Items from a dataset
- - -
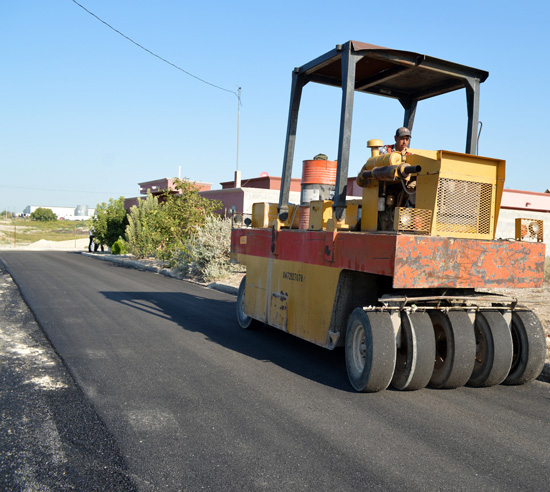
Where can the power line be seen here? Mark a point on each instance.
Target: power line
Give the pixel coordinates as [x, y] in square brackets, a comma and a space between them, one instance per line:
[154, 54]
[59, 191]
- - -
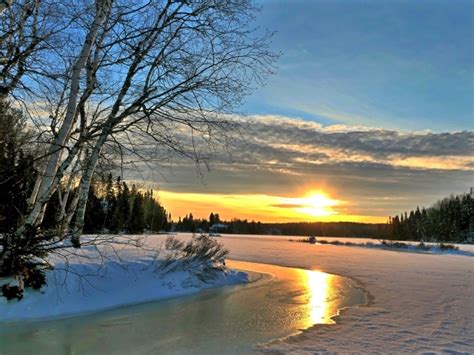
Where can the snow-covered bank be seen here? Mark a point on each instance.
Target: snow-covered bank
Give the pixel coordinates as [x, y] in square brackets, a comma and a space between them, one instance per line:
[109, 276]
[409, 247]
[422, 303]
- - -
• **To do**: Lines of the data above that include the string "Mark" must each be copied.

• **Answer for this exercise**:
Where can the power line be seen here? Mark a point on each instance.
Where can the snow-covered bank be seen here? Mark a point on each instance.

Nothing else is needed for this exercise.